[Region pointing data]
□ □ □ □ □ □ □

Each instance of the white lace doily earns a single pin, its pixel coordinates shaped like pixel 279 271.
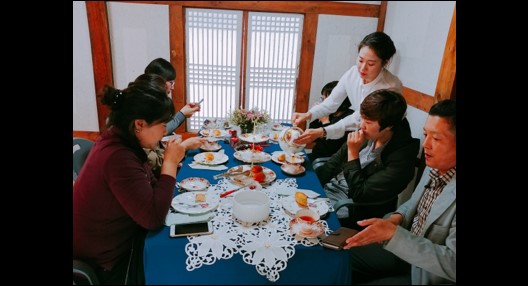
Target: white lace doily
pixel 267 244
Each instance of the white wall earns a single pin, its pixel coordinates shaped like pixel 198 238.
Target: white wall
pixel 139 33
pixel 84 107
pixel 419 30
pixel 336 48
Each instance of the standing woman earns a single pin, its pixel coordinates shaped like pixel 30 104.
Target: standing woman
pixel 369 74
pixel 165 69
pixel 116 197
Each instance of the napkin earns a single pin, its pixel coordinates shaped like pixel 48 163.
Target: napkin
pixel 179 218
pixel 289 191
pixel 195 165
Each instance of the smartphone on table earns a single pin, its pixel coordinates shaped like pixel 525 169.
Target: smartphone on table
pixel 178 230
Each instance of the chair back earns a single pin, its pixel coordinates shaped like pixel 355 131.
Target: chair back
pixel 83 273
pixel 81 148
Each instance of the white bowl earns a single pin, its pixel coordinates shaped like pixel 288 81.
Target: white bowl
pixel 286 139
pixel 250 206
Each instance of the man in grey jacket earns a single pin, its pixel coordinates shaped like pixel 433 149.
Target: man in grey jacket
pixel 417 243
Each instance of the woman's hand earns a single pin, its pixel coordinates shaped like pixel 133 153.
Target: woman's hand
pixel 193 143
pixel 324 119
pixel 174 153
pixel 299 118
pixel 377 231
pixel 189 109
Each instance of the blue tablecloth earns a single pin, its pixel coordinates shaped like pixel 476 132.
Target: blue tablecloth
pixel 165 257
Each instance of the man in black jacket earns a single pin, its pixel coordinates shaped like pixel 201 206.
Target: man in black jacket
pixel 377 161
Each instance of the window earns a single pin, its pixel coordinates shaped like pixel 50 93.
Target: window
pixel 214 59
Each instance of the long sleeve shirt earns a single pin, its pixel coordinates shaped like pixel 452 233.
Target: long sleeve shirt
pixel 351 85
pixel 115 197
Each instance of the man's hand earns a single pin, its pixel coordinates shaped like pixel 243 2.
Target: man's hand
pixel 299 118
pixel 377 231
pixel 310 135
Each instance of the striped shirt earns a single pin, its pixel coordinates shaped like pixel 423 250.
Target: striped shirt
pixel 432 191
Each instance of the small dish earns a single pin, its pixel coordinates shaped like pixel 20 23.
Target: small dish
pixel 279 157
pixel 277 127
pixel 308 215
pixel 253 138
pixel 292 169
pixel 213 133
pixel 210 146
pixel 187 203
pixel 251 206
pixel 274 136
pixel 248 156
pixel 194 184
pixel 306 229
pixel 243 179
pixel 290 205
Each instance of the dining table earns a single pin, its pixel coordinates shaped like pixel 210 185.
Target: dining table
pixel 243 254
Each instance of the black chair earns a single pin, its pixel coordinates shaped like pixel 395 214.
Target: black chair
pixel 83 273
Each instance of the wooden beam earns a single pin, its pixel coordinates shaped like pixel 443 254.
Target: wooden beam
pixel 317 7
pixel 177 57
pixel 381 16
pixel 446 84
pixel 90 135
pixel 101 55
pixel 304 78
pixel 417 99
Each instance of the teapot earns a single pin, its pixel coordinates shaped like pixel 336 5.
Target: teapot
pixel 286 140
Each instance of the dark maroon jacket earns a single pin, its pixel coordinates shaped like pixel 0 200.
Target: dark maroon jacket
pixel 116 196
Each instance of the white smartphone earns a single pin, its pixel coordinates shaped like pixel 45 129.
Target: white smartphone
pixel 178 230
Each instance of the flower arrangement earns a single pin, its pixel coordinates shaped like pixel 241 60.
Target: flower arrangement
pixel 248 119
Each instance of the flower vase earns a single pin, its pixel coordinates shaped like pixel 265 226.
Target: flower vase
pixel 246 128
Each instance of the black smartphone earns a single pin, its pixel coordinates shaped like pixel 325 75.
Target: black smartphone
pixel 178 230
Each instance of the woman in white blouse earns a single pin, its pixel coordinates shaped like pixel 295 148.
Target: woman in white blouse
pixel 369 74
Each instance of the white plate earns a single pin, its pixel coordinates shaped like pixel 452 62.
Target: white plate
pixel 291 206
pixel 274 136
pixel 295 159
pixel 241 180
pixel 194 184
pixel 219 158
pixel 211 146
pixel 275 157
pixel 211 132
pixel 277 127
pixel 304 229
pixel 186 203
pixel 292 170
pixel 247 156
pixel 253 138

□ □ □ □ □ □ □

• _TASK_: Restate every record exactly, please; do not copy the pictures.

• _FINISHED TASK_:
Each instance of the white lace doily earns a single pin, its pixel coordinates shaped like pixel 279 271.
Target: white lace doily
pixel 267 244
Each instance of the white wall earns a single pin, its pixel coordinates shaped like pixel 198 238.
Target: white wall
pixel 139 33
pixel 84 107
pixel 419 30
pixel 336 48
Each instance of the standing woman earns a single pin, its pixel coordinates shaped like pixel 30 104.
Target: standing woman
pixel 369 74
pixel 165 69
pixel 116 197
Each instance of the napkin earns a single pin, its pixel coordinates shaped like pixel 48 163.
Target: napkin
pixel 179 218
pixel 289 191
pixel 195 165
Each instance of the smartphone on table earns a single pin, its pixel coordinates shaped like pixel 525 169.
Target: smartphone on table
pixel 178 230
Each instance of the chair back earns a single pin, its pixel coordinates shaped like pixel 355 131.
Target: chair back
pixel 83 273
pixel 81 148
Each instance of the white bowl earns a single pin, its pixel coordinates shaped like pixel 288 81.
Target: white bowl
pixel 286 139
pixel 250 206
Each instance of the man in grey jacket earns a single pin, its pixel coordinates shaped like pixel 433 149.
Target: man in grey jacket
pixel 417 243
Each instance of the woman's hand earns a single pin, its pixel coordinates shaped like pixel 133 153.
Target: woman's hand
pixel 193 143
pixel 324 119
pixel 174 153
pixel 299 118
pixel 377 231
pixel 189 109
Each instance of the blue tablecloth earns a single pin, its pixel coordinates shaped like pixel 476 132.
Target: blue tablecloth
pixel 165 257
Each instance of the man in black jacket earns a single pin, its pixel coordinates shaped like pixel 201 206.
Target: man in black jacket
pixel 377 161
Each instance of the window earns a single pin, its pixel coordinates shaped like pixel 50 93.
Target: window
pixel 214 59
Each instance of the long sleeve shirt earns a single pin, its pixel coordinates shaped like pixel 452 233.
Target: long sleeve shirt
pixel 351 85
pixel 115 197
Each instance of the man's hand earns a single pin, its pixel coordinates shaped like pixel 243 2.
Target: man's hand
pixel 299 118
pixel 377 231
pixel 310 135
Each instance of the striped shirt earns a single pin, its pixel coordinates shaped like pixel 423 250.
Target: striped shirt
pixel 432 191
Each instance of the small dish earns a single pin, its pixel coordinates shaped like pixel 20 23.
Target: small dish
pixel 279 157
pixel 277 127
pixel 308 215
pixel 253 138
pixel 292 169
pixel 213 133
pixel 210 146
pixel 187 203
pixel 251 206
pixel 274 136
pixel 248 156
pixel 194 184
pixel 306 229
pixel 243 179
pixel 290 205
Each instance of the dining table earns a single pin, its pixel coordinates shaped like pixel 210 185.
Target: dining table
pixel 243 254
Each instance of the black chair earns a single pin, its pixel coordinates shaped like pixel 395 214.
Target: black chair
pixel 83 273
Each instance of the wooden beam earns a single pin, its pixel coordinates shaped like pixel 443 254.
Target: wooden beam
pixel 317 7
pixel 177 57
pixel 381 16
pixel 446 84
pixel 90 135
pixel 101 55
pixel 304 78
pixel 417 99
Each instance of the teapot earns a single pin, its pixel coordinates shaped like pixel 336 5.
Target: teapot
pixel 286 140
Each instance of the dark maroon jacket earns a single pin, its pixel coordinates shaped like pixel 0 200.
Target: dark maroon jacket
pixel 116 196
Each instance of the white smartphone earns a single pin, its pixel coordinates shaped like pixel 45 129.
Target: white smartphone
pixel 178 230
Each instance of the flower arrangement earns a single pin, its pixel coordinates shaped like pixel 241 60.
Target: flower arrangement
pixel 248 119
Each instance of the flower vase earns a single pin, its pixel coordinates shaped like pixel 265 226.
Target: flower vase
pixel 246 128
Each instance of the black smartphone earns a single pin, its pixel coordinates shaped like pixel 325 75.
Target: black smartphone
pixel 178 230
Each instance of the woman in white blouse earns a single pin, its pixel coordinates shaped like pixel 295 148.
Target: woman in white blouse
pixel 369 74
Each instance of the white plate earns a single pin, its pixel coordinates shaped like pixel 452 62.
Target: white plate
pixel 291 206
pixel 274 136
pixel 295 159
pixel 241 180
pixel 194 184
pixel 219 158
pixel 211 146
pixel 275 157
pixel 211 132
pixel 277 127
pixel 304 229
pixel 186 203
pixel 292 170
pixel 247 156
pixel 253 138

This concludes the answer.